--- SET PROBLEM 1 ---
In the listing, update the lines from the line with "Label the pile" to the line with "(1122, 465)" by replacing "wooden" with "timber" and leaving everything else unchanged. Return only those lines.

=== TEXT SEGMENT ===

Using \relax after the decimal value assures that TeX won't get confused if I put a backslash in front of other digits like this \bs300dpi.

The braces “{” and “}” are a very special case. TeX uses curly braces to delimit arguments and make changes (like switching fonts) that are local to a small section of the document. These are called grouping characters in TeX jargon. For example, to typeset a single word in boldface, you put {\bf word} into your input file. The \bf control sequence switches to boldface type, and the curly braces localize the effect to the single word word. As a result, it is very important that you avoid braces (except when you use them as delimiters) and that you carefully match all opening and closing braces. One of the most common errors in TeX is to forget a closing brace.

One last special character is the blank space. For the most part, TeX doesn't care how you space your lines of text. Any space that occurs is simply a word break to TeX, and inserting multiple spaces doesn't influence how TeX typesets the line. TeX also considers the end of a line an implicit space. If you are trying to control the layout of your input text and want to break a line without introducing a space, place a comment character (% in most macro packages) at the very end of the line. If the last character of a line is the comment character, TeX ignores the line break and all the leading spaces on the following line. This allows you to use indentation to make your input file more readable. \goodbreak

For example, the following lines in your input file:

“This                      is some ex
      ample text.”

and this line:

“This is some example text.”

both produce:

“This is some example text.”

in your typeset document.

Text Formatting Versus Word Processing

For many people, writing documents with a computer implies using a word processor like WordPerfect or Microsoft Word. The word processing program controls every aspect of what you do: it's where you type your text, where you see what it will look like, where you print, and where you do everything else. Some of these environments, the so-called WYSIWYG (what-you-see-is-what-you-get) programs, attempt to show you what the printed document will actually look like while you edit it.[10]

If WYSIWYG environments are what you're used to, or what you expect, TeX's approach may seem very strange at first because TeX is a text formatter, not a word processor. Instead of trying to show you what your document will look like while you type, TeX expects you to do all the typing somewhere else, and then pass it a source file containing all of your text plus control sequences that tell TeX how you'd like it printed.

In The Psychology of Everyday Things [dn:psyeveryday], Donald Norman describes these two modes of interaction as first person and third person. First person interaction provides the user with the ability to directly manipulate the elements of a task, whether it's flying an airplane or resizing text. Third person interaction, on the other hand, occurs where the user is expected to type commands to the computer in an appropriate command language; the shell prompt is a good example of third person interaction.

Is first person interaction really better? Well, it depends. Norman writes, “Although they [WYSIWYG environments] are often easy to use, fun, and entertaining, it is often difficult to do a really good job with them.” The problem which arises is that the user is required to do the task, and he or she may not be very good at it. Third person systems are better when the computer program can be trusted to do a better job of the task than the user.

Is TeX really better than a word processor? Well, it depends on the task and the person doing it. TeX probably isn't better for designing one page flyers with lots of fonts and graphics (although I've done it). But for longer documents, TeX offers all of these advantages:

  • TeX has a precise understanding of the rules of typesetting, so you don't have to.

===

--- SET PROBLEM 2 ---
Reproduce the TeX passage word for word from "Using \relax after" to "a closing brace.".

=== LISTED RECORDS ===

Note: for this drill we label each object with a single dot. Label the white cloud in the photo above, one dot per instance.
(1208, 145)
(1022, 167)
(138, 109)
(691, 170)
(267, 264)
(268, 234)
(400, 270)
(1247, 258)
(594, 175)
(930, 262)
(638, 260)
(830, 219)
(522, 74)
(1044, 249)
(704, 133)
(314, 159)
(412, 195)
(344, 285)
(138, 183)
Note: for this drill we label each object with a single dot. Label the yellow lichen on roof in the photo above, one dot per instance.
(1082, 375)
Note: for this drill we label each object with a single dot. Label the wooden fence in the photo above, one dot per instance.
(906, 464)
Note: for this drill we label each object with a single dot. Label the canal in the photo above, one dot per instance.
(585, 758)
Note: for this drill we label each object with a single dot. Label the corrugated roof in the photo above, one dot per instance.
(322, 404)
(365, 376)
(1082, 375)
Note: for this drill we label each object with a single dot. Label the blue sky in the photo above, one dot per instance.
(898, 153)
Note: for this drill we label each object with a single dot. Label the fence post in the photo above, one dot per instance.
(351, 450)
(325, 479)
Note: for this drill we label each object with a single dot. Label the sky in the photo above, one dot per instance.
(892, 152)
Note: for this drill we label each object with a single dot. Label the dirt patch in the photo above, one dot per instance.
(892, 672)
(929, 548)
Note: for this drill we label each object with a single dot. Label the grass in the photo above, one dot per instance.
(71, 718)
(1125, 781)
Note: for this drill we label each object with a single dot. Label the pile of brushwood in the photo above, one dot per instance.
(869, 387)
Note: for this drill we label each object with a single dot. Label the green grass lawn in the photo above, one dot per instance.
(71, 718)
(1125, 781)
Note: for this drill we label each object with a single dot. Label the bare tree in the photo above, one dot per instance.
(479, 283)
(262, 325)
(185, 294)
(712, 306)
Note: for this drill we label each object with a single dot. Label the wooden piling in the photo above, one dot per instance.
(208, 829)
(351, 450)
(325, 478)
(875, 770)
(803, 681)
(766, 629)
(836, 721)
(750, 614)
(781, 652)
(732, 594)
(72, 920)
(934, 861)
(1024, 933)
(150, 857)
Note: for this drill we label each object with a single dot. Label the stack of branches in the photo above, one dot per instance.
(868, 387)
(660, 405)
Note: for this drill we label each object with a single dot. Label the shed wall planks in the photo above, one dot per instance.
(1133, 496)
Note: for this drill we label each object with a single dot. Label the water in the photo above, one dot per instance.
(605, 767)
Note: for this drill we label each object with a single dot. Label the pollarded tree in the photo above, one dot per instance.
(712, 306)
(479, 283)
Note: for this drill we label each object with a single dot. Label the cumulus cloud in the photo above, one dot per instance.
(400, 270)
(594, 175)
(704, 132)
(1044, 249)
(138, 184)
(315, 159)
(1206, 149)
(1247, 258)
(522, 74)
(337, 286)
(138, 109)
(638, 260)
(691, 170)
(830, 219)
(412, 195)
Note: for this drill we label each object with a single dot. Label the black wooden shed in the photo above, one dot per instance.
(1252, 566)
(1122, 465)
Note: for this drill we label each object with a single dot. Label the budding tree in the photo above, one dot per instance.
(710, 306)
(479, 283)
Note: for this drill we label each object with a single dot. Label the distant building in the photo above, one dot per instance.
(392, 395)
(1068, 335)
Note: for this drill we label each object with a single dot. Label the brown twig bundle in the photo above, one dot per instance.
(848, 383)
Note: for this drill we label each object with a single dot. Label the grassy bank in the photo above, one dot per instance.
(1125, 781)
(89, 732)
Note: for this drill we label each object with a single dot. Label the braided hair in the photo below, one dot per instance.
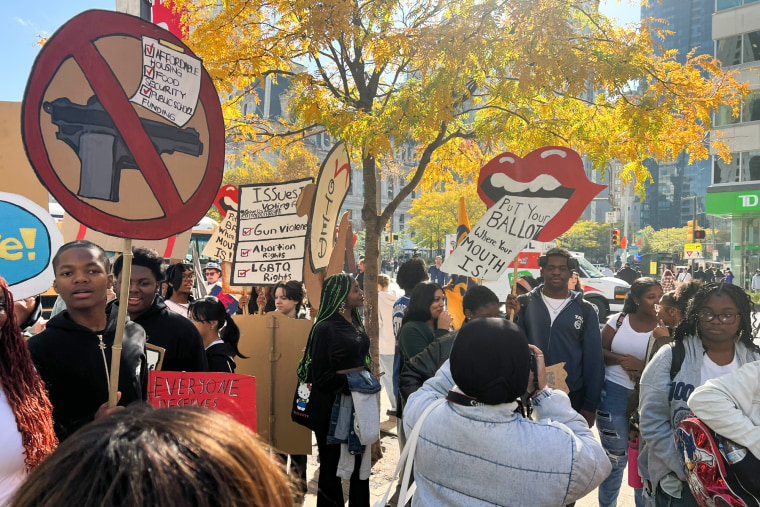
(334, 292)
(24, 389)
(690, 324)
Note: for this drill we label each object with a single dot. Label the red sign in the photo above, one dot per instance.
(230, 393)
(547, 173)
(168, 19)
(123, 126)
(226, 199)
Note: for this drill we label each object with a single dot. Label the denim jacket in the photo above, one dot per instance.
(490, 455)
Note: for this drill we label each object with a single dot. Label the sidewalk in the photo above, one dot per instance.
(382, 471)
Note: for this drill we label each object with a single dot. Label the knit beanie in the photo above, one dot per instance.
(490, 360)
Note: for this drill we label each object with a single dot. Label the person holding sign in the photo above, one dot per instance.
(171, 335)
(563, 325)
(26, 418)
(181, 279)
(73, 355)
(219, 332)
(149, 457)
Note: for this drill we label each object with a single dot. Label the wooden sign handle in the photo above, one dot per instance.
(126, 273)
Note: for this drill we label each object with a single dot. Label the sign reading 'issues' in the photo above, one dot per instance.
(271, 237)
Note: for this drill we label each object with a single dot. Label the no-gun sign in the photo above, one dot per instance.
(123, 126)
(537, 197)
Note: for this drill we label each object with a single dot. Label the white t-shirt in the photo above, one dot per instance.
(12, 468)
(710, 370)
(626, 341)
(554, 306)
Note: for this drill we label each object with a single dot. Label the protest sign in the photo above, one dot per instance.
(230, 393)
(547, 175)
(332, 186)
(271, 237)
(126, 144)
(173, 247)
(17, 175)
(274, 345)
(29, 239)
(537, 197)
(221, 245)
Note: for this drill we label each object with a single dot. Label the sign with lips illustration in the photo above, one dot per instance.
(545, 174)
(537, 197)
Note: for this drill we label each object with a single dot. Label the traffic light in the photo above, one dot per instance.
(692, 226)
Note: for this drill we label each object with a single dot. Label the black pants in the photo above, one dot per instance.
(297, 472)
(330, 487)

===
=== LISTED RECORDS ===

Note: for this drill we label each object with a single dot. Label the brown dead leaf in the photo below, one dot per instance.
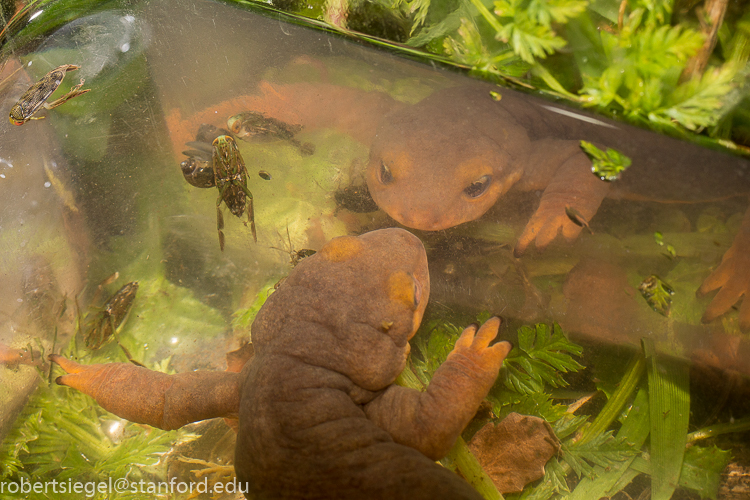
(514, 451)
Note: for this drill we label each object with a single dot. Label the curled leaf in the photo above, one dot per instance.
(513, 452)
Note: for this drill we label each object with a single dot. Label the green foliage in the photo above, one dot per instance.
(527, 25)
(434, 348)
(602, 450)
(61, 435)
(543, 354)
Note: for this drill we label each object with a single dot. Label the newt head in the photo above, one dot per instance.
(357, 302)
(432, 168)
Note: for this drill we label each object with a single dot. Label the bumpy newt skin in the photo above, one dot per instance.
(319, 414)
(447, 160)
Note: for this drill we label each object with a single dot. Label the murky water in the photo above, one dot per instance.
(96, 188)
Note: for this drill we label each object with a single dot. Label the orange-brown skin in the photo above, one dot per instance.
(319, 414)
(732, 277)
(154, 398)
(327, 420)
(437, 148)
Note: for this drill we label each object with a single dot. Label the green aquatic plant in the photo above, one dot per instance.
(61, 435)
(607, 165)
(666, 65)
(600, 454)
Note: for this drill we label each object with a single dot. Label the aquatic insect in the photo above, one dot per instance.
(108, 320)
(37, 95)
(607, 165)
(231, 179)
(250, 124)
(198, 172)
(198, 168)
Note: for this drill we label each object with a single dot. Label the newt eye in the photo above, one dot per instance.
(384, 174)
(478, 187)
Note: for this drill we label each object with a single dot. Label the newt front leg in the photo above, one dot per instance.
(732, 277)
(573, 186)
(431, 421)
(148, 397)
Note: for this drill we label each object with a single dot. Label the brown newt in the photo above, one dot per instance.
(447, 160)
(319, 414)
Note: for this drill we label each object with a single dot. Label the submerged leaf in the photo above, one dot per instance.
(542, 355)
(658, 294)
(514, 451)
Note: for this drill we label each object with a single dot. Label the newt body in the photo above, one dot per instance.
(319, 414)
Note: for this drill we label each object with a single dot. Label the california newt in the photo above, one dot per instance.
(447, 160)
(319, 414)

===
=== LISTED RECORDS ===

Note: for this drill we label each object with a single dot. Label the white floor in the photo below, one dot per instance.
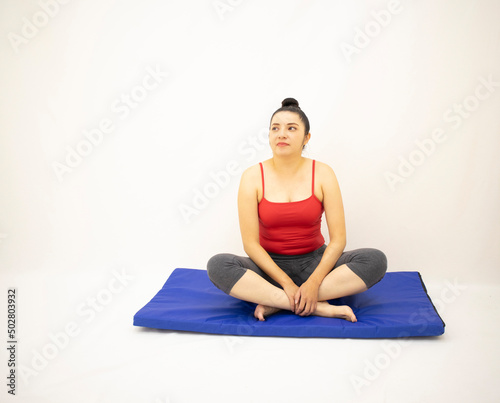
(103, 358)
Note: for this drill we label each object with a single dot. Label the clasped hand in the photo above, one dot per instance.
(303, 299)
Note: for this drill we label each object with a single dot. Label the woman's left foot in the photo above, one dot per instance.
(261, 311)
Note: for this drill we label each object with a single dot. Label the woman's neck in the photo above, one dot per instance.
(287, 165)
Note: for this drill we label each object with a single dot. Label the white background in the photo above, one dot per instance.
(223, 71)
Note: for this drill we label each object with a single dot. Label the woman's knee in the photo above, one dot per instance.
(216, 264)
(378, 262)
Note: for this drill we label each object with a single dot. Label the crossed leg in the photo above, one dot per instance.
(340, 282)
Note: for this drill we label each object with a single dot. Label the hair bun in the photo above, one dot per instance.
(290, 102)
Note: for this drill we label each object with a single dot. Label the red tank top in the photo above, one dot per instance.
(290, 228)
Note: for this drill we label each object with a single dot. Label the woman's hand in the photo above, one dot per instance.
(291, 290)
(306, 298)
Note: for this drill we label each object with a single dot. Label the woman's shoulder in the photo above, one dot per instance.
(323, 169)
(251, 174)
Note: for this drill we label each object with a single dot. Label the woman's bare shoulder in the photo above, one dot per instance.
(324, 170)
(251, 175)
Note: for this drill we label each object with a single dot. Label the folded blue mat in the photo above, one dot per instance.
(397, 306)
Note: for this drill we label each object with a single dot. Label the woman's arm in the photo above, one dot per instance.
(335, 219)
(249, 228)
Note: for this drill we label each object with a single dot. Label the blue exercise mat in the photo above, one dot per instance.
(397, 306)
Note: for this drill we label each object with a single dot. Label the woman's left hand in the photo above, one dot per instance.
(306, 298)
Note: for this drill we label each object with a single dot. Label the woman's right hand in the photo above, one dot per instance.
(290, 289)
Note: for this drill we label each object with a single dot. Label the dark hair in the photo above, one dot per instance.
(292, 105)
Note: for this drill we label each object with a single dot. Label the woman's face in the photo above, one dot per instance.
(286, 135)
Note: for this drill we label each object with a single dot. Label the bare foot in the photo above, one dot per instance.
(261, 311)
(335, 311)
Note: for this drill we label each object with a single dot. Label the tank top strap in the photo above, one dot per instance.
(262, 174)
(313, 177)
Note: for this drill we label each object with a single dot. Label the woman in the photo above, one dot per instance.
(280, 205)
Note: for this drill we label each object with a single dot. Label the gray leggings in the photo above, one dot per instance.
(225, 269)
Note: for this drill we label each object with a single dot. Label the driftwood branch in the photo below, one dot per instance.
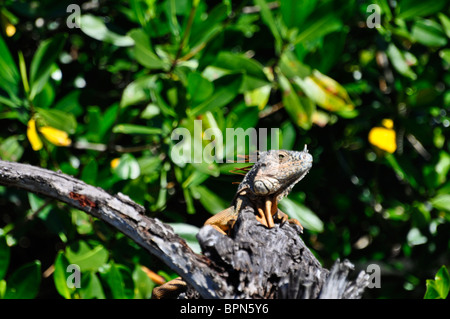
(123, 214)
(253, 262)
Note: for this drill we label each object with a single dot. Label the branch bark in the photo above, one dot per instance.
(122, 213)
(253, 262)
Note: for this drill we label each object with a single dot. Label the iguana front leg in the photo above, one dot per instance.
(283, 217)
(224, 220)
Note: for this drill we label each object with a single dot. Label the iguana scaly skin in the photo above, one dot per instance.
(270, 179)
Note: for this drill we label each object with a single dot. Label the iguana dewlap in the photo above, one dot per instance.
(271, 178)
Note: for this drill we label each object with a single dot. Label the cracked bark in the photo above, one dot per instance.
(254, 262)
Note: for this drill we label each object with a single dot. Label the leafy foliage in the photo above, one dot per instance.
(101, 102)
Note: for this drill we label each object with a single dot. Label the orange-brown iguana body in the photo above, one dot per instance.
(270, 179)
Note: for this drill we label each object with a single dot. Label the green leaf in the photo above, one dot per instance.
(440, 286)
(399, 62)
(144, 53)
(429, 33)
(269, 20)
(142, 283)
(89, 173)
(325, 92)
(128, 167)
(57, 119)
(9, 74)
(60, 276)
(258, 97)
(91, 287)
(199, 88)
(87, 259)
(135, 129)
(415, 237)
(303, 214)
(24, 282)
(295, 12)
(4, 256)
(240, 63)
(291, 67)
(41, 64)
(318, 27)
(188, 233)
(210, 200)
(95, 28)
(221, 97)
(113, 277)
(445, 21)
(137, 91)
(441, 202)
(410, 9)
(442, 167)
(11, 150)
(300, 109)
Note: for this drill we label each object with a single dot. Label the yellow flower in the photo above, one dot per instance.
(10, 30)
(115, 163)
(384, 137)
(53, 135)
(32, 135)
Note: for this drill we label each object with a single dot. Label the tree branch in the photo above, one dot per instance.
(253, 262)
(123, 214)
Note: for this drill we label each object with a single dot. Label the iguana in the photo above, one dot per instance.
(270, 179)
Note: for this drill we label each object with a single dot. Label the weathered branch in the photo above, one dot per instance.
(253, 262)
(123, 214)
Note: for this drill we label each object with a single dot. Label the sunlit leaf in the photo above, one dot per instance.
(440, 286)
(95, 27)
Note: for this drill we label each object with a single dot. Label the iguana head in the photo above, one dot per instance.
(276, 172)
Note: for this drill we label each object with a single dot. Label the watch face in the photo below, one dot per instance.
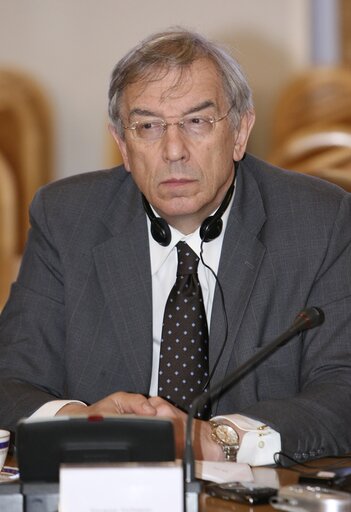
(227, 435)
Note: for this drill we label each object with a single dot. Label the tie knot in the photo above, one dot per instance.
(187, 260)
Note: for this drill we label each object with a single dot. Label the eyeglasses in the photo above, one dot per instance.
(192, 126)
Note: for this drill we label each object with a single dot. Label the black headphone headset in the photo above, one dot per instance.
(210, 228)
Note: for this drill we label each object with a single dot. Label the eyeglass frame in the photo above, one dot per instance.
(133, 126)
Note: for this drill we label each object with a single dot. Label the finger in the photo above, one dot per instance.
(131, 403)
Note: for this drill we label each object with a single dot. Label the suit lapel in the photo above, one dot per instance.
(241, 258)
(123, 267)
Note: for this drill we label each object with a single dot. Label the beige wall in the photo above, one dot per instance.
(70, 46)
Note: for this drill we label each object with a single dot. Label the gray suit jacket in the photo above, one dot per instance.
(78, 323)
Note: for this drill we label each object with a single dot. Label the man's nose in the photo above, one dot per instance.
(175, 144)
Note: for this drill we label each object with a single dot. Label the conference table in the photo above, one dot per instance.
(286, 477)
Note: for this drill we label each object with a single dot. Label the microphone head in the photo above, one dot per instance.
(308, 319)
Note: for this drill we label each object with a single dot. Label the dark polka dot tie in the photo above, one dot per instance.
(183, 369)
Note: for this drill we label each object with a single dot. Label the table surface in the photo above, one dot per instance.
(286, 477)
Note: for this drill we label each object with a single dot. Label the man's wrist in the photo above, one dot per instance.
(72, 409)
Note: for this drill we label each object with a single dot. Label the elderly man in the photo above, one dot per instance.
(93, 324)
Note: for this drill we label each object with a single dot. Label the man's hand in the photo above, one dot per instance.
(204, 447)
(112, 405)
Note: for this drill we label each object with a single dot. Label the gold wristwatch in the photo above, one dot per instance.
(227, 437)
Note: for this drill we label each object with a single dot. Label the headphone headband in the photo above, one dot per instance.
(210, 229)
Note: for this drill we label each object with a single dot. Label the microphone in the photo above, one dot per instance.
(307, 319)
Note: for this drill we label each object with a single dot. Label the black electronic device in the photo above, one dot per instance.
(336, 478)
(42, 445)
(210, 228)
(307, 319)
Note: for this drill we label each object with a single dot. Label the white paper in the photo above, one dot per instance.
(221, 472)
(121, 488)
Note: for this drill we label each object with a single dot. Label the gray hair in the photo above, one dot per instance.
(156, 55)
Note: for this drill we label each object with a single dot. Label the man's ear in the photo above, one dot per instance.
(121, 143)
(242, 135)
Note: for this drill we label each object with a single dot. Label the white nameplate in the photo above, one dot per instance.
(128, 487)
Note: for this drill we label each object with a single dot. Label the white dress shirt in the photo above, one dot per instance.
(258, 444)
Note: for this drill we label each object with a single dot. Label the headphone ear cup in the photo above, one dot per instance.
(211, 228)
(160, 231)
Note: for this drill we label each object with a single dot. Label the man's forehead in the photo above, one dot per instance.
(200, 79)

===

--- REPLY 1 ---
Note: for this drill we label each object with a single dot. Label the pile of brushwood in the photo above, one dot per instance.
(869, 387)
Note: for this drill we label each object with a single dot. Label the green grass lawn in the photo above, one dot per instance.
(71, 718)
(1125, 781)
Note: for this drill we label each object with a single dot. Label the bare tree in the photo above, one dot per instance.
(479, 283)
(262, 325)
(185, 294)
(712, 306)
Note: for this drill we label each object with a single dot. Label the timber piling in the photo above, one dot per instance.
(208, 829)
(351, 450)
(325, 478)
(875, 770)
(803, 681)
(766, 629)
(836, 721)
(750, 614)
(781, 652)
(732, 594)
(72, 920)
(934, 861)
(1024, 933)
(150, 857)
Note: for this drill we label each object with a single dot. Label the stack of branches in the photo above, one dot per instance.
(868, 387)
(660, 405)
Note: for this drill we label each object with a single dot. Label the shed wall planks in the photo above, one dot per instance.
(1133, 496)
Note: for this drill we label each object with a single dot. Label the water in the photo above, one dot per instance.
(605, 767)
Note: for this drill we label each object with a single dot. Label the pollarded tree in the photo above, one dot per instance.
(712, 306)
(479, 283)
Note: for this drill we label each object with a single dot. Label the cumulus cloud in the photo above, one dot per instance.
(400, 270)
(594, 175)
(704, 132)
(1044, 249)
(138, 184)
(315, 159)
(1206, 149)
(1247, 258)
(522, 74)
(337, 286)
(138, 109)
(638, 260)
(691, 170)
(830, 219)
(412, 195)
Note: for this drill we label each object with a single dot. Label the black timber shed in the photo above, one dot per instance.
(1252, 566)
(1122, 465)

--- REPLY 2 ---
Using \relax after the decimal value assures that TeX won't get confused if I put a backslash in front of other digits like this \bs300dpi.

The braces “{” and “}” are a very special case. TeX uses curly braces to delimit arguments and make changes (like switching fonts) that are local to a small section of the document. These are called grouping characters in TeX jargon. For example, to typeset a single word in boldface, you put {\bf word} into your input file. The \bf control sequence switches to boldface type, and the curly braces localize the effect to the single word word. As a result, it is very important that you avoid braces (except when you use them as delimiters) and that you carefully match all opening and closing braces. One of the most common errors in TeX is to forget a closing brace.